Give the lines of the material verbatim, from the first line to the line with "Format — one point per instance, like (134,259)", including both.

_ _ _ _ _

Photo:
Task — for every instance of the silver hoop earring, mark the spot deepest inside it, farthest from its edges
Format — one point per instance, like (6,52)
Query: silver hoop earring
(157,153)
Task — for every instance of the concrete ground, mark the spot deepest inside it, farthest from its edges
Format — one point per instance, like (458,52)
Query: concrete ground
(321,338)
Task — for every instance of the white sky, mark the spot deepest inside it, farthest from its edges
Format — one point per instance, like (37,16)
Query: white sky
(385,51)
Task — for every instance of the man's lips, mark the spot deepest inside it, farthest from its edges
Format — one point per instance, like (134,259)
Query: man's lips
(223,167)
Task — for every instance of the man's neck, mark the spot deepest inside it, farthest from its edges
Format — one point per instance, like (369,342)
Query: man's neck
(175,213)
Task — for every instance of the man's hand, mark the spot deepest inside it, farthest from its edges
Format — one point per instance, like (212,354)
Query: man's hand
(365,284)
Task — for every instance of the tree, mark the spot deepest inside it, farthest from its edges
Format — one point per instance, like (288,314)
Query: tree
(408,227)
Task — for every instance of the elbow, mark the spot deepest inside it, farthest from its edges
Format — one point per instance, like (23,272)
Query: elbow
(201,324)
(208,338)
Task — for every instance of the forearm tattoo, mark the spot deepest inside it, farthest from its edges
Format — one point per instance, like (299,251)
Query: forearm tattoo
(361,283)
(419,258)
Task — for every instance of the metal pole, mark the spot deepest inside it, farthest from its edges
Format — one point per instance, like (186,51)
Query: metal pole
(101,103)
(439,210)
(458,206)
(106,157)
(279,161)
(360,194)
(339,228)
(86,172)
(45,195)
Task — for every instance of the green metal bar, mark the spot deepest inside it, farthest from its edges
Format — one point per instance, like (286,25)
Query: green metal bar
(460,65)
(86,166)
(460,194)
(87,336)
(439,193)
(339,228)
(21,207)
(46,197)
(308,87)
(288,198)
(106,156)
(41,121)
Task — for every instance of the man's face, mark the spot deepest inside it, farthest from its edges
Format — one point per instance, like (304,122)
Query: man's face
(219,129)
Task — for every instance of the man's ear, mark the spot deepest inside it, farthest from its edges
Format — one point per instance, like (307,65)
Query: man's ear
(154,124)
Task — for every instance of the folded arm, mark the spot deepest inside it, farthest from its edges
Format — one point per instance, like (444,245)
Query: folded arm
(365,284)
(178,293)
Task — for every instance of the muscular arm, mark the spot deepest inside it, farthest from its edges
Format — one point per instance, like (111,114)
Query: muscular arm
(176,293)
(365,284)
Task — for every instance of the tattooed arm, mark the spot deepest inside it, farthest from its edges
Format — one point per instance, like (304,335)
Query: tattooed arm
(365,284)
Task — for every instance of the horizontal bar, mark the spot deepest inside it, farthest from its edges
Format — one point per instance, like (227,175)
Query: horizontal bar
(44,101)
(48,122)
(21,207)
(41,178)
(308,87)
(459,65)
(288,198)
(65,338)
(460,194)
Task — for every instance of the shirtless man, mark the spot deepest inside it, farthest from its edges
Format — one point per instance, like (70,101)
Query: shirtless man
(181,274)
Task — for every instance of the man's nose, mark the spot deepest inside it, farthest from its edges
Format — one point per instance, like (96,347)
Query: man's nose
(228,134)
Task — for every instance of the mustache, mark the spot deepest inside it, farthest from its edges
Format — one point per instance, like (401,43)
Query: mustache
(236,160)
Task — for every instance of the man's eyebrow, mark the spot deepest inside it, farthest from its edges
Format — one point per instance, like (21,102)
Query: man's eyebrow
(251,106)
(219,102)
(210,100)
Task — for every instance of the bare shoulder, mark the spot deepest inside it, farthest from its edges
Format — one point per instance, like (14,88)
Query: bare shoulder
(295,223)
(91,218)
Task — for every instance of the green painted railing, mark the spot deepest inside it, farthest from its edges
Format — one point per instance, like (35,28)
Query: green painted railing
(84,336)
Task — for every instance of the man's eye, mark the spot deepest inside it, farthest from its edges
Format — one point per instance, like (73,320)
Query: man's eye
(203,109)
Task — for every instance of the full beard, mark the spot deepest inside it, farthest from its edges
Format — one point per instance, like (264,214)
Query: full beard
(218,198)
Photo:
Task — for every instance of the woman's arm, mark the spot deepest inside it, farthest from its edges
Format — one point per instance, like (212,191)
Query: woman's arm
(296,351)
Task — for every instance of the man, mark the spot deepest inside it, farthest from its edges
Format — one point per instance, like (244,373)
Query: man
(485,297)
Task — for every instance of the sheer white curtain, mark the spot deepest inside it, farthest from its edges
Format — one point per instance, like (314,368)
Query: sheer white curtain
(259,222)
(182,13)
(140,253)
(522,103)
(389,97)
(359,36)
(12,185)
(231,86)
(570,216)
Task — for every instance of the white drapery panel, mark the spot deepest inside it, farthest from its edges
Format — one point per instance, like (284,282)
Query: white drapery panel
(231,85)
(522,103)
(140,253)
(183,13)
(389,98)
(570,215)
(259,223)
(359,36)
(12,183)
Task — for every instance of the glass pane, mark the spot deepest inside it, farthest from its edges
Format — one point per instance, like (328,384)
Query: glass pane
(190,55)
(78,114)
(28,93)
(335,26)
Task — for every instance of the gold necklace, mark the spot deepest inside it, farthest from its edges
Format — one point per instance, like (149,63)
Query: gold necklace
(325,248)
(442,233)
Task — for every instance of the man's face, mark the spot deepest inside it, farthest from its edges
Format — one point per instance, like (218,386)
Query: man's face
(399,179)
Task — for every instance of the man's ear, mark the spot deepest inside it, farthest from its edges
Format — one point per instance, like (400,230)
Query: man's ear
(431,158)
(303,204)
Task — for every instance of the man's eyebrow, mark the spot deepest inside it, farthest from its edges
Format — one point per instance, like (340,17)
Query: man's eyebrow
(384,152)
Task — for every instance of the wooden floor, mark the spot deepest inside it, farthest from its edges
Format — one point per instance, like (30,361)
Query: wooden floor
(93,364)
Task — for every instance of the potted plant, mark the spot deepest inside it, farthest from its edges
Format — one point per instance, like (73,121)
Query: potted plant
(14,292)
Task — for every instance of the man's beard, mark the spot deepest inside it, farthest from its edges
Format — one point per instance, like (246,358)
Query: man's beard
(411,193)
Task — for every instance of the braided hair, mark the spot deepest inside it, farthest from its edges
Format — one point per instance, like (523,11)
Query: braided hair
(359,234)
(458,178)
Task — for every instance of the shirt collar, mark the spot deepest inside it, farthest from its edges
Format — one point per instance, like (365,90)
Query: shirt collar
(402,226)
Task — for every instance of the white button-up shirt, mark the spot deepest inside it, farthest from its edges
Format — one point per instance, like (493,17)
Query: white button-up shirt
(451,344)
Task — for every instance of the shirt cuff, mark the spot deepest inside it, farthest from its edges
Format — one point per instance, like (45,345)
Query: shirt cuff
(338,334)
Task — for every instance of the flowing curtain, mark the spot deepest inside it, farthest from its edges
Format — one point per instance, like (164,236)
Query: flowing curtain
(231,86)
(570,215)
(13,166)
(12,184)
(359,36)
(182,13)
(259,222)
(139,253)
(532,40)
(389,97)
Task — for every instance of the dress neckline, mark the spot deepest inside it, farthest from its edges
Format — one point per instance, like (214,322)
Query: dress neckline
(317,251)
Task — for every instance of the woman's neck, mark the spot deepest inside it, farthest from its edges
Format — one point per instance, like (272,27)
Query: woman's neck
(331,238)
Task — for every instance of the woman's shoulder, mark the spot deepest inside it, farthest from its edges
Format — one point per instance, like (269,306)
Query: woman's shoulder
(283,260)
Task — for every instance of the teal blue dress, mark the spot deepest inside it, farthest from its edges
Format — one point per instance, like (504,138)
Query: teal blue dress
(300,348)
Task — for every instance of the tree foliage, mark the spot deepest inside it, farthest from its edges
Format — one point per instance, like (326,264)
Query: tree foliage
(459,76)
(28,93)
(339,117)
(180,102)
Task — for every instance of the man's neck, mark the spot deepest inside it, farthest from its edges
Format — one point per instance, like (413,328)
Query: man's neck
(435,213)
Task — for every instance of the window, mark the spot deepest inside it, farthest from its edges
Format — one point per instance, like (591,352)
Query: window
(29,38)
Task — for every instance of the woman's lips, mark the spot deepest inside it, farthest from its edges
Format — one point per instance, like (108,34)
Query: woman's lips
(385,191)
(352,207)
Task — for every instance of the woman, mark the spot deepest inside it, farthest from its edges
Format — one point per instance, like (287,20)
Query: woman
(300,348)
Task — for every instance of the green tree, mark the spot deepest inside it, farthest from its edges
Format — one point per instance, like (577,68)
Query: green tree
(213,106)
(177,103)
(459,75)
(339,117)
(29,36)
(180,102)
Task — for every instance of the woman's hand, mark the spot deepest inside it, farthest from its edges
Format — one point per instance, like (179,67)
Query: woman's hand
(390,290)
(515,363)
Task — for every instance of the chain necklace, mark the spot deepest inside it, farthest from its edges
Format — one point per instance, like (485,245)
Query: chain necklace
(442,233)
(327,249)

_ _ _ _ _

**Task output**
Photo:
Task — for every instance of the silver hoop earring, mark the spot deepest inside it, farthest from its edges
Format — one point per instance, like (6,52)
Query: silver hoop earring
(157,153)
Task — for every instance of the concrete ground, mark the spot deepest inside it, farthest from its edges
Format — one point per instance, like (458,52)
Query: concrete ground
(321,338)
Task — for every instance of the white sky, mark the spot deepest inside it, farthest from its edges
Format — one point per instance, like (37,16)
Query: white sky
(385,51)
Task — for every instance of the man's lips, mark the spot deepest inside it, farthest from its edges
Format — one point per instance, like (134,259)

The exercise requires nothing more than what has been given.